## SET EXERCISE
Copy each line exactly.

Dataset records about object locations:
§

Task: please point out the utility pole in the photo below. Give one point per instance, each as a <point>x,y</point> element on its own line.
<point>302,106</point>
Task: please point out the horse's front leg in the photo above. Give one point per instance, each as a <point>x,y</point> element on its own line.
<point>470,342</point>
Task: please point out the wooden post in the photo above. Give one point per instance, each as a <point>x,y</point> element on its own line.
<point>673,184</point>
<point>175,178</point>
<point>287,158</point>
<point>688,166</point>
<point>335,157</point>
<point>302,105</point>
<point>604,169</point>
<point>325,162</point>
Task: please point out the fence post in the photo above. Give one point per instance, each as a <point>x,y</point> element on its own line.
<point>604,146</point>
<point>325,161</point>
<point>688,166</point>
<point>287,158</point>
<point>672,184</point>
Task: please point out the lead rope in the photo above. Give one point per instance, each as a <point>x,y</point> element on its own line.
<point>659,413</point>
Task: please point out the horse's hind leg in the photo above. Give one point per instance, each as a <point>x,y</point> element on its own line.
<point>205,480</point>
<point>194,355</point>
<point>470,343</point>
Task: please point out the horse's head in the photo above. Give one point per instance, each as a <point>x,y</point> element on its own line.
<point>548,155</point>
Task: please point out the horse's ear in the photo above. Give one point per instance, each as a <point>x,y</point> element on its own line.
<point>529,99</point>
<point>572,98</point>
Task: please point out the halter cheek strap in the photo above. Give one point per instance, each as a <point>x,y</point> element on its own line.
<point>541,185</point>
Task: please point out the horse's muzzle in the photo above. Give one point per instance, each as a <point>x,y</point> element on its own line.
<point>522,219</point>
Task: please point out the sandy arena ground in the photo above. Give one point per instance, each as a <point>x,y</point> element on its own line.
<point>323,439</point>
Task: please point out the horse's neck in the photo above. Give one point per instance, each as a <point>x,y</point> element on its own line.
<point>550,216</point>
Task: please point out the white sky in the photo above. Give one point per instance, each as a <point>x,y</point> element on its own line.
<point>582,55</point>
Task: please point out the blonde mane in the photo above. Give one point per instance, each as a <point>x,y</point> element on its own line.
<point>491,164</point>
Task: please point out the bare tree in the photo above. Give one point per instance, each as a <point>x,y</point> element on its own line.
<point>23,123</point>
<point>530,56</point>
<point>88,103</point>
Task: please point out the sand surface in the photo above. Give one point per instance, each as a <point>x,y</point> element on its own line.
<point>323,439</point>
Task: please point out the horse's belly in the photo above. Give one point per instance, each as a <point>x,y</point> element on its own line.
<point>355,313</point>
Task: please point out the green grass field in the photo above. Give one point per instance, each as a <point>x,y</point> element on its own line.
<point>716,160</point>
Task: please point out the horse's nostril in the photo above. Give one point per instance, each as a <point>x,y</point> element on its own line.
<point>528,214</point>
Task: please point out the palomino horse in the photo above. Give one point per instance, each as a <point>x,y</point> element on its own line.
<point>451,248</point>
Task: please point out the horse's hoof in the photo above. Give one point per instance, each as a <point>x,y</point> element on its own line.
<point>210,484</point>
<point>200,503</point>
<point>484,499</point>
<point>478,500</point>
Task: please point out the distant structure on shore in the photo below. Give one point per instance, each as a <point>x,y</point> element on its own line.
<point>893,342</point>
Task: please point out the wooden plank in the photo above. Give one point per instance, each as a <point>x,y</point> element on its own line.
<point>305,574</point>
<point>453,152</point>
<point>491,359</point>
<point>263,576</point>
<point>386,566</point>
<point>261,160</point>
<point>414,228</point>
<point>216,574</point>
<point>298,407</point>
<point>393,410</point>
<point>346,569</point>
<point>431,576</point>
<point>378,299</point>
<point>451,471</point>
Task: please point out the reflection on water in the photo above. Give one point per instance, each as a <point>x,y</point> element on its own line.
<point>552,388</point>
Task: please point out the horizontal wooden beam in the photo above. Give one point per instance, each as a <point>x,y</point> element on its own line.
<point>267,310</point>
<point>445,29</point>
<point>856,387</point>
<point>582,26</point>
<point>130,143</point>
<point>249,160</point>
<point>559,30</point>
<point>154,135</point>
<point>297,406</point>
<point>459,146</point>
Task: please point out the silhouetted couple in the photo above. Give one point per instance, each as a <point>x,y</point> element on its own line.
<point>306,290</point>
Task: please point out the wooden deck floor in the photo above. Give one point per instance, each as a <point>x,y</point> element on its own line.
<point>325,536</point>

§

## PROBLEM SOLUTION
Task: please point out the utility pole in the photo below. Give one point per instance, each as a <point>x,y</point> element on its own line.
<point>302,106</point>
Task: please point out the horse's front leg in the photo above. Give one point per instance, each as a <point>x,y</point> element on its own line.
<point>470,342</point>
Task: please point out the wooden post in the photo above. Give one point per instance, each as a <point>x,y</point> element on its own line.
<point>673,184</point>
<point>175,178</point>
<point>287,158</point>
<point>688,166</point>
<point>335,157</point>
<point>302,105</point>
<point>604,169</point>
<point>325,162</point>
Task: please point out the fence post in the photo above. Give one point per instance, each as a <point>x,y</point> element on its own line.
<point>604,146</point>
<point>325,161</point>
<point>688,166</point>
<point>287,158</point>
<point>672,184</point>
Task: please point out the lead rope in the photo above. Give one point per instance, each as a <point>x,y</point> element on its own line.
<point>659,413</point>
Task: please point out the horse's hind leg in the photo above. Give one point per instance, each as a <point>x,y</point> element on its own line.
<point>205,480</point>
<point>194,355</point>
<point>470,343</point>
Task: please point out the horse's head in the photo above. Give one point per instance, each as a <point>x,y</point> element on its own line.
<point>548,155</point>
Task: please point out the horse's ear in the photo above. Give one point per instance, each as a <point>x,y</point> element on its own line.
<point>529,99</point>
<point>572,98</point>
Task: please point out the halter cheek strap in the photo above. Give one point per instance, each as a <point>x,y</point> element on its own line.
<point>541,185</point>
Task: please point out the horse's muzzle in the photo above. Give one point per instance, each as a <point>x,y</point> element on its own line.
<point>522,219</point>
Task: please point out the sandy arena ground in the photo above. Give one point per instance, each as a <point>x,y</point> element on its own line.
<point>323,439</point>
Task: please point out the horse's neck in the photo above. Give one point per instance, each as a <point>x,y</point> element on its own line.
<point>550,216</point>
Task: please point out the white sky in the photo above. Give one point per instance, each as a <point>x,y</point> element on its own line.
<point>582,55</point>
Task: please point out the blonde mane in the photo above. Give one point per instance, each as a <point>x,y</point> element on its own line.
<point>491,164</point>
Task: please point out the bare tree in the photo above. Give one point per instance, each as a <point>x,y</point> element on its own line.
<point>23,123</point>
<point>530,56</point>
<point>88,103</point>
Task: please point out the sand surface in the photo above. Give one point per instance, each as a <point>x,y</point> element on its own line.
<point>323,439</point>
Task: please point out the horse's belly in the photo above. Give one point per instance, each as a <point>x,y</point> element on its own line.
<point>355,313</point>
Task: please point out the green grass field in the photo above. Give one point per instance, each as a <point>x,y</point> element on its own line.
<point>716,160</point>
Task: please point out the horse's nostril in the photo above. Give one point per instance, each as a <point>x,y</point> element on its own line.
<point>528,214</point>
Task: please point out the palomino horse in the photo above. Give one point per instance, each as a <point>x,y</point> element on its own line.
<point>451,248</point>
Task: please point out the horse's hoof in the photo above. Give one point per instance, each as a <point>x,y</point> element on its own line.
<point>210,484</point>
<point>200,503</point>
<point>484,499</point>
<point>478,500</point>
Task: please point out the distant structure on shore in the photo below. Give one point per instance, each as a <point>x,y</point> element on its own line.
<point>893,342</point>
Task: please point out the wooden plank in the photo above. Give one point per instance, each as a <point>x,y</point> element on its own line.
<point>305,574</point>
<point>453,152</point>
<point>491,359</point>
<point>263,576</point>
<point>386,566</point>
<point>261,160</point>
<point>414,228</point>
<point>216,574</point>
<point>298,407</point>
<point>393,410</point>
<point>346,569</point>
<point>431,576</point>
<point>378,299</point>
<point>451,471</point>
Task: please point out the reflection on water in the photo above. Give one point per instance, each as a <point>x,y</point> element on its own line.
<point>552,388</point>
Task: please point out the horizontal wooden beam in the photo above. Give one point per instance, each as a <point>x,y</point> element on its own line.
<point>267,310</point>
<point>445,29</point>
<point>856,387</point>
<point>582,26</point>
<point>130,143</point>
<point>249,160</point>
<point>559,30</point>
<point>154,135</point>
<point>297,406</point>
<point>459,146</point>
Task: please point out the silhouetted couple in the photo above. Give one point per instance, each as a <point>x,y</point> element on its own line.
<point>306,290</point>
Task: please point out the wooden deck floor in the photo above. Give one point per instance, each as a <point>x,y</point> element on its own line.
<point>325,536</point>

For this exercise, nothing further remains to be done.